> [Problem to solve]
Copy the material below with every "instance" changed to "occurrence" and nothing else altered, and omit the pictures.

> [Data rows]
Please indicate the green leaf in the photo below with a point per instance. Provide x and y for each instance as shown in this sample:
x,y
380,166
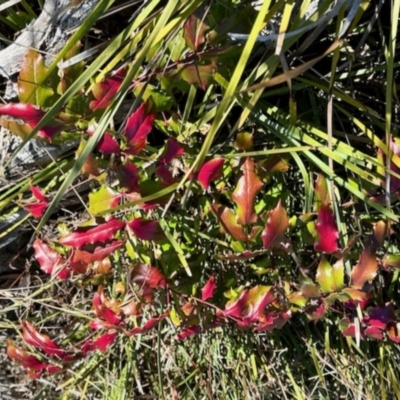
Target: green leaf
x,y
330,278
102,200
30,87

> [Final answer]
Please indicate the green leaf in the photo below with a point per occurrence. Provide x and y for each occurrence as shown in this sample:
x,y
380,166
Target: green leaf
x,y
330,278
102,200
30,87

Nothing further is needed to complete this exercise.